Task directions: Find each line below that contains the word "reflection", and copy every one of them in full.

Data for this task:
:::
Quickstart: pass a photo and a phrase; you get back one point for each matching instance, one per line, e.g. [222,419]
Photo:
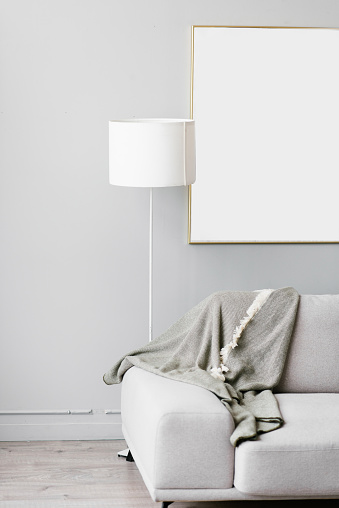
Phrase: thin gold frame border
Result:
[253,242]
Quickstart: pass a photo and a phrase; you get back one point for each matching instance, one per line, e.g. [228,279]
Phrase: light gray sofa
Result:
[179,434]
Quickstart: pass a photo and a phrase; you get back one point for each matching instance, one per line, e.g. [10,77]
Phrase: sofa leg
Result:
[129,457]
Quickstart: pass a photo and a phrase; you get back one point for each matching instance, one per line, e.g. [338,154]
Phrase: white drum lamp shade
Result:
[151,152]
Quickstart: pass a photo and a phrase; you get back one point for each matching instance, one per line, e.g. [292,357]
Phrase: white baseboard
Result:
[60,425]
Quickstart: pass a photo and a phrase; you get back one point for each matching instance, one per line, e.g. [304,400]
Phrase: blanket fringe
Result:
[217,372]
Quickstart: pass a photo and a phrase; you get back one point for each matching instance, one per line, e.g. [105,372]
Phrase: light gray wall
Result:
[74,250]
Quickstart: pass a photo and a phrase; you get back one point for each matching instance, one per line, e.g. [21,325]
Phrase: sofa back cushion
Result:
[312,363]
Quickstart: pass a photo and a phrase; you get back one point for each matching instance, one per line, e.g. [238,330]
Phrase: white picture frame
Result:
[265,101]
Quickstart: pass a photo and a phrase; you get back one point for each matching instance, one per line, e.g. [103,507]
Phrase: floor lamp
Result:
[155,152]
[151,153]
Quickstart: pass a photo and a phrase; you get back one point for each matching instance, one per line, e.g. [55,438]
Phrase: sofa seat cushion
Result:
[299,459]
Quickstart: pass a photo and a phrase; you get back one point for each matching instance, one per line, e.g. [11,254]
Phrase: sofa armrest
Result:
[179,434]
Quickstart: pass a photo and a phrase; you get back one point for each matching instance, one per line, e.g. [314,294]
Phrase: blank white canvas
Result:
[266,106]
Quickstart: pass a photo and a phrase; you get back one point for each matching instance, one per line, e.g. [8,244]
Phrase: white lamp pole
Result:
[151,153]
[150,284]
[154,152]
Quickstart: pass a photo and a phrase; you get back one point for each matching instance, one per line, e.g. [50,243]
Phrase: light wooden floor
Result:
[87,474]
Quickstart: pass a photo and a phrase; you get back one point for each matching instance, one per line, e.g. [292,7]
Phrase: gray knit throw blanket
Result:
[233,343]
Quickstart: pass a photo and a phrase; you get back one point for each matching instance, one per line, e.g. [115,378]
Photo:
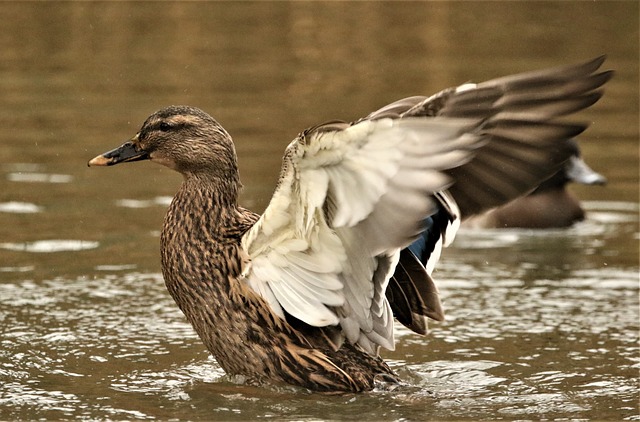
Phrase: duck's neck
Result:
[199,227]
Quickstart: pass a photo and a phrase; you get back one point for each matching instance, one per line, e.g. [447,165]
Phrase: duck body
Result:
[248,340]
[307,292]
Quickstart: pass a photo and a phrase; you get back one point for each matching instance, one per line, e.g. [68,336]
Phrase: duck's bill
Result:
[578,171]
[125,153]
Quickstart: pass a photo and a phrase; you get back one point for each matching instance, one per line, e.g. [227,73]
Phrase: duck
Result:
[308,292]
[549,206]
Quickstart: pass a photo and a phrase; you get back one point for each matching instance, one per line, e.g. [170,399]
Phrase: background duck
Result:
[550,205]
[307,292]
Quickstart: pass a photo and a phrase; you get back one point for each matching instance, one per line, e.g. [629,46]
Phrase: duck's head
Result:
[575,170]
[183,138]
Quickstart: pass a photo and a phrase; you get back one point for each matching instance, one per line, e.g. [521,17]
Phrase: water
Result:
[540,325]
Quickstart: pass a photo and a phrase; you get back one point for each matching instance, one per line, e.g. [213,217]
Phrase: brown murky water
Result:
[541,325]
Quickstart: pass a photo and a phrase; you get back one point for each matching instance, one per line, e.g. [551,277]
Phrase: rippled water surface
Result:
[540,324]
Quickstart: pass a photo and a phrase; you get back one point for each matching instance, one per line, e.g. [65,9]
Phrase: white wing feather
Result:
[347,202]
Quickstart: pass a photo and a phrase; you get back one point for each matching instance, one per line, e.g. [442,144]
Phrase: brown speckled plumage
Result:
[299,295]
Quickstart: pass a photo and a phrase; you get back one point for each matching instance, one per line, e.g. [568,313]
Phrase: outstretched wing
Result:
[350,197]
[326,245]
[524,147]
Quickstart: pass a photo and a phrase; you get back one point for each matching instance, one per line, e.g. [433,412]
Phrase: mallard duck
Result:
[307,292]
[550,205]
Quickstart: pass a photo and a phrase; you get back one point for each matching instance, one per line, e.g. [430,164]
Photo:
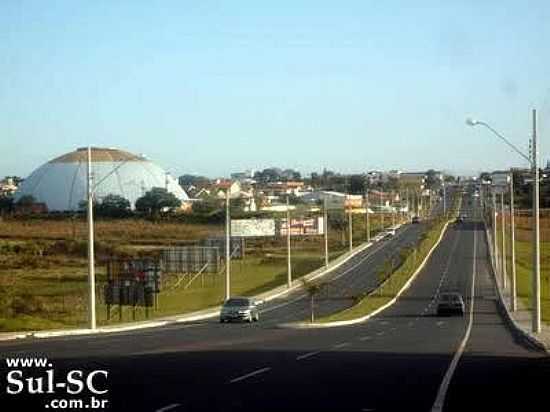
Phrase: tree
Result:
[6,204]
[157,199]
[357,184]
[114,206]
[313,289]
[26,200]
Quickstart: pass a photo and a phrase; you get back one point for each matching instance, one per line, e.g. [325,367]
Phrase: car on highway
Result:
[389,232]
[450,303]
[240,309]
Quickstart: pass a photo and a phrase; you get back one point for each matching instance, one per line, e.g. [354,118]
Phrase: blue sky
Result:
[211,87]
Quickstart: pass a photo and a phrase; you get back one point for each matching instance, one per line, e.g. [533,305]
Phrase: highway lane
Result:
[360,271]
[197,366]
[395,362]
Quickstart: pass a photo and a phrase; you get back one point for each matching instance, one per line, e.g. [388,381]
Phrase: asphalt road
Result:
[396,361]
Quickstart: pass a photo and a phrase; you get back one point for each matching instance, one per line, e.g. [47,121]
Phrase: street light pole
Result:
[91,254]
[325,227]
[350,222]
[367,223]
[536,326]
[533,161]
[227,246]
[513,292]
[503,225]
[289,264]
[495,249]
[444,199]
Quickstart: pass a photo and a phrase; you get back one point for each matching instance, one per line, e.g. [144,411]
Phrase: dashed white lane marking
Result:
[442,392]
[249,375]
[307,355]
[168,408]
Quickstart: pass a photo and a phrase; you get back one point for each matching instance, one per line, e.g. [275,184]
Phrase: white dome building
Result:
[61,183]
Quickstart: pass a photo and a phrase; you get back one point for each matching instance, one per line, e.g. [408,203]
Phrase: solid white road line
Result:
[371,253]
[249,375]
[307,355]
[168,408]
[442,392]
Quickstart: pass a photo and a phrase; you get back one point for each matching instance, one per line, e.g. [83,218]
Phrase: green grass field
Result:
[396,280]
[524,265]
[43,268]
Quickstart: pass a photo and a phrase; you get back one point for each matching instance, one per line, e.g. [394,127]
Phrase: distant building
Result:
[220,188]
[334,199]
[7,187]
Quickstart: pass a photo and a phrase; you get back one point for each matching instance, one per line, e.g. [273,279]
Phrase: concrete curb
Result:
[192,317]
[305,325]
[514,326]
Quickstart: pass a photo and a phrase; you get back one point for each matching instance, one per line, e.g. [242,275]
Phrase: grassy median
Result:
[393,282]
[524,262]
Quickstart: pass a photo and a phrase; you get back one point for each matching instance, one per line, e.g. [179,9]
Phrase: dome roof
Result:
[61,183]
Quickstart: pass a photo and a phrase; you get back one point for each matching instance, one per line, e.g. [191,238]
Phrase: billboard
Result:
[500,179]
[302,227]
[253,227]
:::
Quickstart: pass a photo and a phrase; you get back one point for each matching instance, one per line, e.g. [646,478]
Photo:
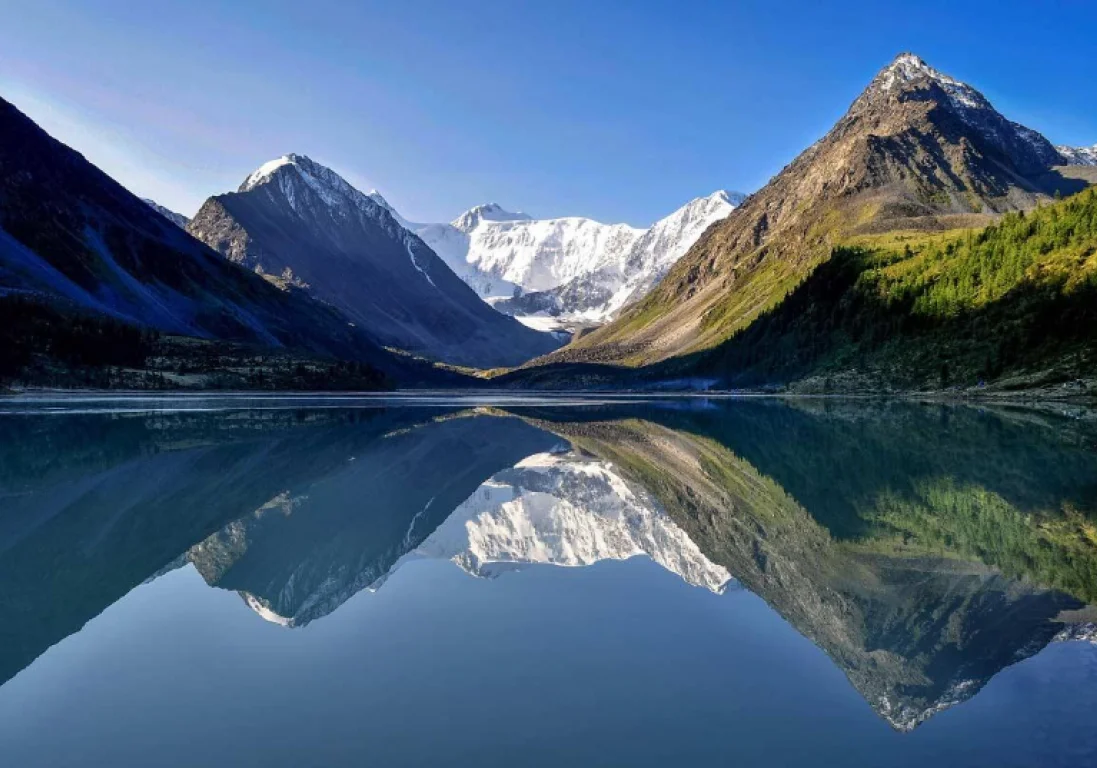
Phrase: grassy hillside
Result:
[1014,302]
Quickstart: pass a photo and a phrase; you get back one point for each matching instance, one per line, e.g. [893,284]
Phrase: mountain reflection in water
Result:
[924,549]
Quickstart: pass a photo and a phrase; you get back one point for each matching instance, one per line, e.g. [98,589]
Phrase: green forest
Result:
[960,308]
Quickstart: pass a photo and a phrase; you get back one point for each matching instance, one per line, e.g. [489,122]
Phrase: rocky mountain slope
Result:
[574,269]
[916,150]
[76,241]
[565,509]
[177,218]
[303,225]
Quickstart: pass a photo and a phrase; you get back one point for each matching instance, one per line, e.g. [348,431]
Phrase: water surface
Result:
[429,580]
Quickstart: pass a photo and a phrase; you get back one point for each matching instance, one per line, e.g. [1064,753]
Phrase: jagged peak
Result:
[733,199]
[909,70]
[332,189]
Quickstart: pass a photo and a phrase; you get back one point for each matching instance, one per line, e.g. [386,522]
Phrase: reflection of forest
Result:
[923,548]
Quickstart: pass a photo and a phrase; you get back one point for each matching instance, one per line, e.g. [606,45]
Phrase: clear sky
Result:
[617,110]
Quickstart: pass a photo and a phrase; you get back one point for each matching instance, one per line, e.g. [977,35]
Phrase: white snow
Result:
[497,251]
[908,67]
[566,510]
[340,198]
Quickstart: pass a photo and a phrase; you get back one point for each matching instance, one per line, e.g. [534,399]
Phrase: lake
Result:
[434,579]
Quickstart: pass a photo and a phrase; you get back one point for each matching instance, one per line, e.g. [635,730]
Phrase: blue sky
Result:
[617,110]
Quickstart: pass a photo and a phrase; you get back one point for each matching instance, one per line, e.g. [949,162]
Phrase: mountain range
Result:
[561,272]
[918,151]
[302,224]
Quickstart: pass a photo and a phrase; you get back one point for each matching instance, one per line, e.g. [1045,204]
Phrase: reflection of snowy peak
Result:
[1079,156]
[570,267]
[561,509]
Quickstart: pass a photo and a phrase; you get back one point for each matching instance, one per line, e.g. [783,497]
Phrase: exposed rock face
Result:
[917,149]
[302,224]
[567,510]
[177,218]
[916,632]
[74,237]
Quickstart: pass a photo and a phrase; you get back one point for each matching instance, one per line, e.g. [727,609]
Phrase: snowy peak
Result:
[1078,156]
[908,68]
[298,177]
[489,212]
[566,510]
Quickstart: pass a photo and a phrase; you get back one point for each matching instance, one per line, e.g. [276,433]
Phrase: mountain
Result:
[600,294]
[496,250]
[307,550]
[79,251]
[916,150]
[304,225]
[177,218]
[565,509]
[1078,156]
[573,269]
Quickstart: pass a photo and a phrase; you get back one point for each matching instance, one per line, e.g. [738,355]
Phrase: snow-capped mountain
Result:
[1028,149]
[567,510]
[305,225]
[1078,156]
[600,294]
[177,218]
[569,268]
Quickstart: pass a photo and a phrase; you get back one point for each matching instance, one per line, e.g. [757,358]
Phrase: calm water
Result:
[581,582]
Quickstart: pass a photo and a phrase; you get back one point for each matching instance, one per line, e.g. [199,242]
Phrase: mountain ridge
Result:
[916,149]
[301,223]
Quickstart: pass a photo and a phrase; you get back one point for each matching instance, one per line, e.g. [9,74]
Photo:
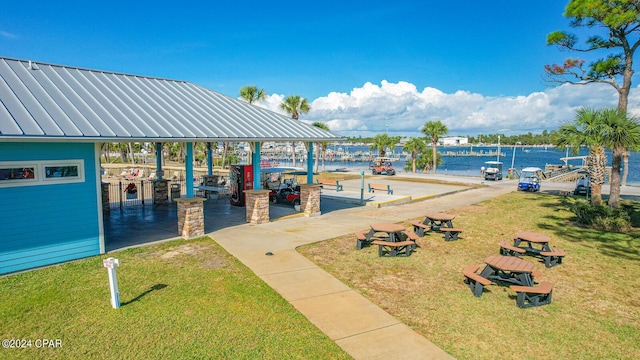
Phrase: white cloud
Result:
:::
Solution for this problem:
Phrase: mountain reflection in water
Phrase: reflection of forest
Phrase: reflection of snowy peak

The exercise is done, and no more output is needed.